=== Exercise ===
Edit the data below by changing every "Would you be able to locate" to "Can you find". Return all the lines with nothing else altered.

___ Records shown

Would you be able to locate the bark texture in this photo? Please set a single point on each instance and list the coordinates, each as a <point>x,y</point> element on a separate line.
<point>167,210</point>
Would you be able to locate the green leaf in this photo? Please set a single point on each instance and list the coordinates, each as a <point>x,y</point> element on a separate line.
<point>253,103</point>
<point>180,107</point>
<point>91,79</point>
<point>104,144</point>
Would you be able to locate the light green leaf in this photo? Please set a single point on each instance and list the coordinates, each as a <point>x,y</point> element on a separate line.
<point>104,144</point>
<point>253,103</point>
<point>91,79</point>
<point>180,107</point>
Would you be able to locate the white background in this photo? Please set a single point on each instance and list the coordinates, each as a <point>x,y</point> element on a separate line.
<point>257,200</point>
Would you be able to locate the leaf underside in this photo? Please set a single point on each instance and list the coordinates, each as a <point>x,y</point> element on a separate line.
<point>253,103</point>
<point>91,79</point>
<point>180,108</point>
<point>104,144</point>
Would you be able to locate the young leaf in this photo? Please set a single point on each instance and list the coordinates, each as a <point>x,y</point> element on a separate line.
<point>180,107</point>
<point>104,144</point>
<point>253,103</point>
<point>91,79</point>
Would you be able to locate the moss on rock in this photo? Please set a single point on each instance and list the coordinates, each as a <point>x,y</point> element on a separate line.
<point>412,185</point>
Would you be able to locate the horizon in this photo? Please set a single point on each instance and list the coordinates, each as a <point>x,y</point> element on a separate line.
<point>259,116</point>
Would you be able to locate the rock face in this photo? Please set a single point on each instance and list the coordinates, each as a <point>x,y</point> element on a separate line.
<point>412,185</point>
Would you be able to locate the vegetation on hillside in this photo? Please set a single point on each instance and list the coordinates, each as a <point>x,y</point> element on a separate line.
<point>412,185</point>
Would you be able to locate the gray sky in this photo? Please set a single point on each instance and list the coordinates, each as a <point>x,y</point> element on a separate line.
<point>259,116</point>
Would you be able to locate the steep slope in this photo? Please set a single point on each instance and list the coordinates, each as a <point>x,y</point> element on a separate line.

______

=== Expected output ===
Can you find the bark texture in this photo? Please set a single point on each instance and list the coordinates, each as a <point>x,y</point> element on a separate line.
<point>167,210</point>
Can you find the green leaf in this photo? Please set a single point on each instance and list the coordinates, each as a <point>x,y</point> element on a separate line.
<point>253,103</point>
<point>180,107</point>
<point>91,79</point>
<point>104,144</point>
Can you find the light green leaf in this photo? Please set a single point on each instance and list the coordinates, each as a <point>x,y</point> element on a separate line.
<point>104,144</point>
<point>253,103</point>
<point>91,79</point>
<point>180,107</point>
Can you find the white background in this photo? Please set a single point on each instance and list the coordinates, each as a <point>x,y</point> element on a separate line.
<point>257,200</point>
Can you find the leaf underside in this photo? Please set a single point on each instance and list the coordinates, each as a <point>x,y</point> element on a separate line.
<point>253,103</point>
<point>91,79</point>
<point>180,108</point>
<point>104,144</point>
Can you find the young leaf in this photo? Please set a single point on each instance and list the coordinates, each as a <point>x,y</point> element on a separate line.
<point>180,107</point>
<point>104,144</point>
<point>253,103</point>
<point>91,79</point>
Can you find the moss on rock in this photo? Please set a single point on each instance and list the coordinates, each as a <point>x,y</point> element on a separate line.
<point>412,185</point>
Can you find the horizon in this photo? Please set a single point on each instance and list the coordinates, each as a <point>x,y</point> element on a separate line.
<point>259,116</point>
Can you find the rock face in this photo? Please set a single point on each instance and list the coordinates, each as a <point>x,y</point> element on a separate line.
<point>412,185</point>
Can you find the vegetation on hillside in this photo? Please set a single point on each instance and list the coordinates, each as a <point>x,y</point> element on a separate line.
<point>412,185</point>
Can you find the gray sky in this photo? Please set a single point on each instance and list the coordinates, each as a <point>x,y</point> element on a separate line.
<point>259,116</point>
Can you find the steep slope in this photo? Please set a single point on each instance and list the coordinates, each as a <point>x,y</point> element on a separate line.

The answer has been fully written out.